STATED EXERCISE. Repeat exactly each line of the data provided below.

SOURCE DATA.
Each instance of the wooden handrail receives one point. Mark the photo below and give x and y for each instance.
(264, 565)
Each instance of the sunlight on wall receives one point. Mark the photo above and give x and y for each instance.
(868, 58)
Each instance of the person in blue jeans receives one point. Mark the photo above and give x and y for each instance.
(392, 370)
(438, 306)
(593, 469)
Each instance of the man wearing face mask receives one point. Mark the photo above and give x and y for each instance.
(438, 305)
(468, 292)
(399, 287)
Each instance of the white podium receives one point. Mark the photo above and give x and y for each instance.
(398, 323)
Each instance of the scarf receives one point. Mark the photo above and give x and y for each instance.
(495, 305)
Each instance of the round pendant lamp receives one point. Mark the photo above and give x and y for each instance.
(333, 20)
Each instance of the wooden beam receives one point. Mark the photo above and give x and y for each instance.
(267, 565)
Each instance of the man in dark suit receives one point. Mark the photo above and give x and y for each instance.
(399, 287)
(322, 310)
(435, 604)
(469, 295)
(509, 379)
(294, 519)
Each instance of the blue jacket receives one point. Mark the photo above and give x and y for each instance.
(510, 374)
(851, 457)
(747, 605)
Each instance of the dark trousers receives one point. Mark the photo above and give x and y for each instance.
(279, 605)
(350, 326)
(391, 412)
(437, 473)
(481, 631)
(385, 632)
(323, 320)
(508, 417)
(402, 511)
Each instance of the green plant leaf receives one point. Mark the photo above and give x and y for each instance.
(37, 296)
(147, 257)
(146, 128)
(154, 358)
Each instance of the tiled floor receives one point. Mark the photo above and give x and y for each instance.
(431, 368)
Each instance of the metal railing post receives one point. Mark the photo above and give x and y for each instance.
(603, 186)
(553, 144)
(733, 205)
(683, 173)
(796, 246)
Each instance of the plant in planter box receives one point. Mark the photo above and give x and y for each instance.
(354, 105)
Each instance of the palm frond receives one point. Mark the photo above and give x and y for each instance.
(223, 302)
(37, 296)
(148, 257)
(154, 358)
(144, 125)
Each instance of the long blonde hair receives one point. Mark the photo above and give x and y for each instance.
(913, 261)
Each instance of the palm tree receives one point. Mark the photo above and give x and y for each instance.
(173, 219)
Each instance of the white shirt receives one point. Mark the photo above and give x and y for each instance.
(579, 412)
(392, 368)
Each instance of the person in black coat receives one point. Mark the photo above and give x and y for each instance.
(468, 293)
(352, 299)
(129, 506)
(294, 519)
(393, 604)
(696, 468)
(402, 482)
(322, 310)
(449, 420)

OUTPUT FOR THIS TASK.
Each instance of the wooden handrail receives one point. Mark the photo below and give x and y for each instance.
(264, 565)
Each instance of the sunlight on wall receives one point. Mark the photo above and give x and y for each instance.
(868, 58)
Each instance of the person in blue jeans receives one point. Mark the photo above and give x and y for each instance.
(392, 370)
(438, 306)
(593, 469)
Each instance of the man wearing face mask receives one point. Mark the photo above and give x and y for each instance.
(438, 305)
(468, 292)
(399, 287)
Each instance of the white podium receives one point. Mark the photo above and give x and y for each instance.
(398, 323)
Each instance of the scarf receives one point. Mark the photo above and give x and y for each instance.
(495, 305)
Each instance of the round pendant lamp receives one point. Mark the photo above and give x and y for each instance.
(333, 20)
Each instance of the wooden beam receives one point. Mark the photo above and give x and y for each instance.
(267, 565)
Each instance of the man in dark suit receives one point. Mark the photo above and give x and y for each instance.
(399, 287)
(322, 310)
(435, 604)
(469, 295)
(509, 379)
(294, 519)
Each instance of the blue jacket receives one point. Mark the photo above and give x and y for each instance.
(510, 374)
(851, 457)
(747, 605)
Each instance of the dark trousers receives one point. Mark the photo above and give x and y for each instance.
(279, 605)
(350, 326)
(391, 412)
(437, 473)
(481, 631)
(385, 632)
(323, 320)
(508, 417)
(402, 511)
Each instance of the green plant leaf receives one point. Mark the photo above and give x and y for each instance.
(37, 296)
(147, 257)
(146, 128)
(154, 358)
Each instance of the tiled floor receives one point. Mark the photo above and give x and y for each instance.
(431, 368)
Each instance of the metal railing post receives one point. Mark the photo above and give x and y for each instance.
(603, 186)
(553, 144)
(733, 205)
(683, 173)
(796, 246)
Each instance of the plant in planter box receives one point. Mark the photo above and give x and y for each instance.
(354, 105)
Each instance of the palm frond receives one point. Mark the photo above and give x and y for each instance.
(223, 302)
(37, 296)
(148, 257)
(154, 358)
(144, 125)
Each instance of the long blonde hair receives one point. Mark the photo above and give x and y for each instance.
(913, 261)
Each instance of the palm tree receives one point. Mark the photo above and give x and y for each instance.
(173, 219)
Each instance of the white shirt receives one point. Mark the photo above and give x and y for each instance.
(579, 412)
(392, 368)
Each instance of the person in black coat receives one point. Mark the photo above and give x and y for each instance.
(468, 293)
(352, 299)
(129, 506)
(294, 519)
(393, 604)
(696, 468)
(402, 482)
(322, 310)
(449, 420)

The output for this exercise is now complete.